TRECHO FORNECIDO:
Crédito virou oxigênio caro
Os dados mostram que o brasileiro anda precisando de crédito como quem precisa de ar. Só no primeiro semestre de 2025 foram 450 milhões de pedidos de crédito, 160% a mais do que no mesmo período do ano passado, segundo a Equifax. O problema é que boa parte desses pedidos não é para investir ou abrir negócio, é para pagar dívida antiga.
É o famoso “empréstimo pra pagar empréstimo”. E quando o crédito vira remendo, o buraco só aumenta.
A BoaVista calcula que 74% da renda média do brasileiro está comprometida com dívidas. Ou seja: três quartos do salário já nascem destinados a pagar boletos. E ainda tem quem se pergunte por que o churrasco de domingo sumiu da agenda.
O vilão tem nome e sobrenome: juros rotativo
Entre as várias armadilhas financeiras que o país oferece, o rotativo do cartão de crédito é o chefe. A taxa média ultrapassa 400% ao ano. Isso mesmo: quatrocentos por cento.
Nessa lógica, uma dívida de mil reais pode dobrar em poucos meses. É tipo plantar um feijão e colher uma trepadeira de boletos.
E mesmo assim, o cartão continua sendo o melhor amigo (ou pior inimigo) do brasileiro. Segundo o Banco Central, o rotativo é o principal responsável pela alta da inadimplência no crédito livre.

Itens de identificação de localização:
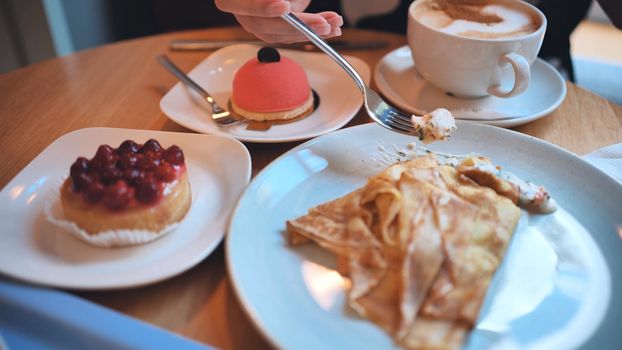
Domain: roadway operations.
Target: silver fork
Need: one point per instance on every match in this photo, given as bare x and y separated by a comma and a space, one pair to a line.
381, 112
220, 115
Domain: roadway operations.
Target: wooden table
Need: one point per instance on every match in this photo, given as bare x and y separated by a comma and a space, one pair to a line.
120, 85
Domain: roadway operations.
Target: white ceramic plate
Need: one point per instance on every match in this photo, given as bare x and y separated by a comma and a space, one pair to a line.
558, 288
397, 80
34, 250
340, 100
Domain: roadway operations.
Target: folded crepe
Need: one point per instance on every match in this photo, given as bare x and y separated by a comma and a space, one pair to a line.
420, 243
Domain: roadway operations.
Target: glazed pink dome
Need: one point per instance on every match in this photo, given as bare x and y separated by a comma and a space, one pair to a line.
270, 86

PARTES DO EXERCÍCIO:
A - Reúna todas as linhas da listagem que contêm a palavra "Target" e copie cada uma delas.
B - Prossiga com o texto sobre o endividamento do brasileiro a partir da última frase apresentada.

RESPOSTAS POR TAREFA:
A -
Target: silver fork
Target: wooden table
Target: white ceramic plate
Target: folded crepe
Target: glazed pink dome

B -
Enquanto isso, os cinco maiores bancos seguem controlando 80% dos empréstimos do país. A concorrência é pouca, o lucro é alto, e o consumidor, como sempre, paga o pato.
Parcelar é cultura (e problema também)
Se existe um símbolo da relação do brasileiro com o dinheiro, ele se chama parcelamento. Aqui, até o pastel da feira pode ir em 3x no cartão. E não adianta dizer “sem juros”: o preço já vem inflado, só que a gente prefere fingir que não percebe.
Essa cultura de “pagar depois” ajuda a manter o comércio girando, mas também cria uma falsa sensação de controle. O problema é que o futuro chega, e com ele, todas as parcelas juntas.
A Confederação Nacional do Comércio (CNC) mostra que 30,4% das famílias estão com contas em atraso, o maior índice da série histórica iniciada em 2010. E quase 80% têm contas a vencer. É o tipo de dado que mostra que a corda está esticada.
Score baixo, confiança menor ainda
Como se não bastasse o aperto, ainda tem o tal do score de crédito, aquele número mágico que define se o banco confia em você. No Brasil, a média é de 531 pontos, ou seja, estamos na faixa “paga, mas com emoção”.
O score leva em conta se você paga as contas em dia, se atrasa, se pede muito crédito, se respira… tudo. Pedir crédito demais, inclusive, derruba a nota. É como se o sistema dissesse: “hum, desesperado por dinheiro, né?”.
E o resultado é cruel. Quem mais precisa de crédito é quem menos consegue, e a melhor maneira de conseguir esse crédito é melhorando seu score.
Juros altos, salários baixos: a conta que não fecha
Mesmo com a inflação sob controle, a renda não acompanha o custo da vida. A comida continua cara, o aluguel subiu… e isso come o orçamento das famílias todo mês.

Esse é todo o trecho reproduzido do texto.